▸ **What is asked**
Copy out all of the records below line for line, changing nothing.

▸ **Data lines**
● ● ● ● ●

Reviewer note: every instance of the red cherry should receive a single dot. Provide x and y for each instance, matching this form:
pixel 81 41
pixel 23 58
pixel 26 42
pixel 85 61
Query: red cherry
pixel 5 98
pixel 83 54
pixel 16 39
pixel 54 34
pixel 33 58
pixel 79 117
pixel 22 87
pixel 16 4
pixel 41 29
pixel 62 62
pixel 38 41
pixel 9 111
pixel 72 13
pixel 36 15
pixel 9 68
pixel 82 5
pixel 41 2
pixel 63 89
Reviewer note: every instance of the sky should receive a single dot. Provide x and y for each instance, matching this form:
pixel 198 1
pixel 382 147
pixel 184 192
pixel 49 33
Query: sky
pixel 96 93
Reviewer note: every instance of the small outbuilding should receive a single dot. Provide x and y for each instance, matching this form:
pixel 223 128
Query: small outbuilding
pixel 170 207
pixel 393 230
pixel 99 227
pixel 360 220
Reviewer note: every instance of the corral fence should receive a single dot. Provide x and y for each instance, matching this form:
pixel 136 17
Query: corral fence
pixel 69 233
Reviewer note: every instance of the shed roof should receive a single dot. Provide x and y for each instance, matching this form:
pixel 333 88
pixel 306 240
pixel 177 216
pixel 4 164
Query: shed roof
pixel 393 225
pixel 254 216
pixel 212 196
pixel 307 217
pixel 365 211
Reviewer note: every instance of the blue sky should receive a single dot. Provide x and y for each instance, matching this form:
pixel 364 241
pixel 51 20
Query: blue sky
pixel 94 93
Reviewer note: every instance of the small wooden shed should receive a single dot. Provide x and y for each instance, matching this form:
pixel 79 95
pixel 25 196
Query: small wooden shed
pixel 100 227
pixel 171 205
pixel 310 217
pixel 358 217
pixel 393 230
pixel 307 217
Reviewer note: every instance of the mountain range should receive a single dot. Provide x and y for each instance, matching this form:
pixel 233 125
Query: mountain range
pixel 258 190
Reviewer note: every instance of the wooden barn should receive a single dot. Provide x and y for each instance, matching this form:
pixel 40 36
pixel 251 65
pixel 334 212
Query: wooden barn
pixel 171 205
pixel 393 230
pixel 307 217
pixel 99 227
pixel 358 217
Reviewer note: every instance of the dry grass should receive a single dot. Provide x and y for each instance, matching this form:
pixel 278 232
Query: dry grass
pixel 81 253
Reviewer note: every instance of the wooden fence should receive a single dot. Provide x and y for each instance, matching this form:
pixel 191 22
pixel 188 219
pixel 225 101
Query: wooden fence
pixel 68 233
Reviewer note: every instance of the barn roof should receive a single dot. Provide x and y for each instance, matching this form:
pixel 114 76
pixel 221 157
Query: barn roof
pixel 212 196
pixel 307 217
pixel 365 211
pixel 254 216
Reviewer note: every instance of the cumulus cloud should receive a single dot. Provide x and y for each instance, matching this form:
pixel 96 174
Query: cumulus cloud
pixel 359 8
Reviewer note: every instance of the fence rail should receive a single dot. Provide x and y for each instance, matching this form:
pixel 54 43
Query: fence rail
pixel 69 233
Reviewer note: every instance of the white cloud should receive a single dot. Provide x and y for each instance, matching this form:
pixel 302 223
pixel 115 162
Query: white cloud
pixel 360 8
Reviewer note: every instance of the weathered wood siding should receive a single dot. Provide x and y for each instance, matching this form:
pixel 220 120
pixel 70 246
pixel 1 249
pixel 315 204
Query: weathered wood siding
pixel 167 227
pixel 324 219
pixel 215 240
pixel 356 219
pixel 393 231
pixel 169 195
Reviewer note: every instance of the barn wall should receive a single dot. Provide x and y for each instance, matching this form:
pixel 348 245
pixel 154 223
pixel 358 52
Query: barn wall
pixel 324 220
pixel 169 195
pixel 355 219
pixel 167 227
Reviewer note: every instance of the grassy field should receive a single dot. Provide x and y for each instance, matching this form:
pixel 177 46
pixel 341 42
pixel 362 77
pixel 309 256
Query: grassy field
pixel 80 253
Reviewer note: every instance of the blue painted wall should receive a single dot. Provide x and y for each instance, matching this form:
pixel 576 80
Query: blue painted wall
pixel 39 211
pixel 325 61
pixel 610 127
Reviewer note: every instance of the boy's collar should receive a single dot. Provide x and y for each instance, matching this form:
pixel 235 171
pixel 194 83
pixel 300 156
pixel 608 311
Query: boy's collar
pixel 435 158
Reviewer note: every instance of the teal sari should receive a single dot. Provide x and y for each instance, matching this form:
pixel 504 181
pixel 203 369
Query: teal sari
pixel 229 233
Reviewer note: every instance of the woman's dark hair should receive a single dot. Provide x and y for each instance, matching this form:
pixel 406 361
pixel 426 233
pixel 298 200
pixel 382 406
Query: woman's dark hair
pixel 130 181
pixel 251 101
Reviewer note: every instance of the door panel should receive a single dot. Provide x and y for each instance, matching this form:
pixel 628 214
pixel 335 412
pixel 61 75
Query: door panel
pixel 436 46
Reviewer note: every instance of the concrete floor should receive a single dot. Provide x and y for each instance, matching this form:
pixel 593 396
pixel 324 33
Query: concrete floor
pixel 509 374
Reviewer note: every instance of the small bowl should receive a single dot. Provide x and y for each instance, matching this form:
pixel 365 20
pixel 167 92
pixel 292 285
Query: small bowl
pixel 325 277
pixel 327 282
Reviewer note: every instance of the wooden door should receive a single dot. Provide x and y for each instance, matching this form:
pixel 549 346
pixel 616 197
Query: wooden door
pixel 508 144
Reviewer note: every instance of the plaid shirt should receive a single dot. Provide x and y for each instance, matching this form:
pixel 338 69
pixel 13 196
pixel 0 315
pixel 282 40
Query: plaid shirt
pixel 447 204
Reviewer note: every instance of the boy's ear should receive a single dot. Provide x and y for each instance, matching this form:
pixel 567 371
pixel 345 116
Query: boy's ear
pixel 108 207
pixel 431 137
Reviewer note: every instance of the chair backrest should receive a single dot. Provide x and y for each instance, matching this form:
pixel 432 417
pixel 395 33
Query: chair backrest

● ● ● ● ●

▸ **Worked answer**
Reviewer note: every instance of the red cherry should receive a single dot. Provide x and y for each instance, matching this form:
pixel 81 41
pixel 23 58
pixel 26 42
pixel 85 61
Query: red cherry
pixel 5 98
pixel 83 54
pixel 16 39
pixel 54 34
pixel 33 58
pixel 79 117
pixel 22 87
pixel 16 4
pixel 41 29
pixel 62 62
pixel 38 41
pixel 9 111
pixel 72 13
pixel 36 15
pixel 9 68
pixel 82 5
pixel 41 2
pixel 63 89
Reviewer note: every instance of the sky should receive a single dot. Provide x and y for each instance, matching this form:
pixel 198 1
pixel 382 147
pixel 184 192
pixel 49 33
Query: sky
pixel 96 93
Reviewer note: every instance of the small outbuilding should receive a single dot. Provide x and y for each instance, matching this form:
pixel 223 128
Query: small outbuilding
pixel 170 207
pixel 393 230
pixel 99 227
pixel 360 220
Reviewer note: every instance of the corral fence should receive a single dot. Provide x and y for each instance, matching this form:
pixel 136 17
Query: corral fence
pixel 69 233
Reviewer note: every instance of the shed roof should receive a single dot. Provide x and y for each instance, matching this form:
pixel 333 88
pixel 306 240
pixel 177 216
pixel 4 164
Query: shed roof
pixel 393 225
pixel 254 216
pixel 212 196
pixel 307 217
pixel 365 211
Reviewer note: every instance of the blue sky should receive a single dot. Provide x and y for each instance, matching this form:
pixel 364 241
pixel 51 20
Query: blue sky
pixel 94 93
Reviewer note: every instance of the small wooden shed should receive a single dot. Provide x and y for each instance, matching this form:
pixel 79 95
pixel 25 196
Query: small wooden shed
pixel 100 227
pixel 171 205
pixel 310 217
pixel 358 217
pixel 393 230
pixel 307 217
Reviewer note: every instance of the mountain range should receive a single dot. Provide x and y for each instance, matching this form:
pixel 233 125
Query: mountain range
pixel 258 190
Reviewer note: every instance of the wooden barn should receive a single dot. Provide x and y for each instance, matching this form:
pixel 40 36
pixel 251 65
pixel 334 212
Query: wooden barn
pixel 171 205
pixel 393 230
pixel 307 217
pixel 99 227
pixel 358 217
Reviewer note: every instance of the dry grass should receive a single dot. Provide x and y for each instance, matching this form:
pixel 278 232
Query: dry grass
pixel 81 253
Reviewer note: every instance of the wooden fence should receive a single dot. Provide x and y for each instance, matching this form:
pixel 191 22
pixel 188 219
pixel 225 101
Query: wooden fence
pixel 68 233
Reviewer note: every instance of the barn roof should receive a single dot. Provide x and y for each instance, matching this form:
pixel 114 76
pixel 221 157
Query: barn roof
pixel 212 196
pixel 307 217
pixel 365 211
pixel 254 216
Reviewer note: every instance of the cumulus cloud should receive a single dot. Provide x and y for each instance, matching this form:
pixel 96 174
Query: cumulus cloud
pixel 359 8
Reviewer note: every instance of the fence rail should receive a single dot. Provide x and y for each instance, matching this form:
pixel 54 43
Query: fence rail
pixel 69 233
Reviewer note: every instance of the white cloud should receive a single dot. Provide x and y for each instance, matching this form:
pixel 302 223
pixel 115 162
Query: white cloud
pixel 360 8
Reviewer note: every instance of the weathered wood siding should receive a single dot. Provide x and y for each instance, matching this form:
pixel 220 120
pixel 70 246
pixel 1 249
pixel 315 204
Query: weathered wood siding
pixel 167 227
pixel 324 219
pixel 215 240
pixel 356 219
pixel 393 231
pixel 169 195
Reviewer note: every instance of the barn wall should receive a single dot. Provide x and y for each instance, matching this form:
pixel 348 245
pixel 154 223
pixel 358 52
Query: barn wall
pixel 324 220
pixel 169 195
pixel 355 219
pixel 167 227
Reviewer note: every instance of the grassy field should receive a single dot. Provide x and y for each instance, matching this form:
pixel 177 46
pixel 341 42
pixel 362 77
pixel 309 256
Query: grassy field
pixel 80 253
Reviewer note: every instance of the blue painted wall should receive a single dot. Provide x and y for each instance, matching this form:
pixel 576 80
Query: blue painted wall
pixel 39 211
pixel 325 61
pixel 610 127
Reviewer note: every instance of the boy's collar should receive a single dot. Provide x and y for each instance, matching this form:
pixel 235 171
pixel 194 83
pixel 300 156
pixel 608 311
Query: boy's collar
pixel 435 158
Reviewer note: every instance of the teal sari should receive a single dot. Provide x and y for each instance, matching this form:
pixel 504 181
pixel 203 369
Query: teal sari
pixel 229 233
Reviewer note: every instance of the woman's dark hair should receive a single dot. Provide x and y for each instance, matching this form:
pixel 406 361
pixel 426 233
pixel 298 200
pixel 382 406
Query: woman's dark hair
pixel 130 181
pixel 251 101
Reviewer note: every instance of the door panel should receive a single dot. Provide x and y for each instance, matching this form:
pixel 628 214
pixel 335 412
pixel 61 75
Query: door panel
pixel 436 46
Reviewer note: every instance of the concrete floor should receive a single dot. Provide x and y for each instance, matching this form:
pixel 593 396
pixel 324 33
Query: concrete floor
pixel 509 374
Reviewer note: every instance of the small bowl should receive a single dot. Provide x and y for each instance, matching this form:
pixel 365 20
pixel 167 92
pixel 292 285
Query: small bowl
pixel 325 277
pixel 327 282
Reviewer note: every instance of the wooden door should receive a single dot. Provide x and y for each instance, matching this form:
pixel 549 346
pixel 616 197
Query: wooden door
pixel 508 144
Reviewer note: every instance of the plaid shirt should receive a single dot. Provide x and y for each instance, matching this form:
pixel 338 69
pixel 13 196
pixel 0 315
pixel 282 40
Query: plaid shirt
pixel 447 204
Reviewer note: every instance of the boy's ear should receive a single dot. Provide x and y for each instance, matching this form:
pixel 567 371
pixel 345 116
Query: boy's ear
pixel 108 207
pixel 431 137
Reviewer note: every instance of the chair backrest should receive a single dot. Provide x and y for each instance, matching this form:
pixel 432 417
pixel 395 33
Query: chair backrest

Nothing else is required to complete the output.